Dataset rows
[BEGIN]

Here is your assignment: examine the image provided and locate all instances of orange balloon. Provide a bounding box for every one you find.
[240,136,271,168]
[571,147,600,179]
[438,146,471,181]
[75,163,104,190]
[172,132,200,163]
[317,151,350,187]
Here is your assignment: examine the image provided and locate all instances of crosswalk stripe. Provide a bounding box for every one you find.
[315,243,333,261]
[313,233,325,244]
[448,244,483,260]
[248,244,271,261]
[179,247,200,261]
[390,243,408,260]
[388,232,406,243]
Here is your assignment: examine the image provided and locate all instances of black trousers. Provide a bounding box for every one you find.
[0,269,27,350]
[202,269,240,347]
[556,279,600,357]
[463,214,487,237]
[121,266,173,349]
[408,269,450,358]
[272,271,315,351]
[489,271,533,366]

[END]

Copy out every line in the entries above that contains the word "bounding".

Here is your assignment: examine the image provided and locate all instances of orange balloon. Provide a bounding box for every one you find.
Here is your assignment: examine the image provided and locate all instances of crosswalk stripe. Provide a bounding box for every one you find.
Here is your assignment: examine the image provided and locate all instances of black trousers. Provide a bounding box for every one you find.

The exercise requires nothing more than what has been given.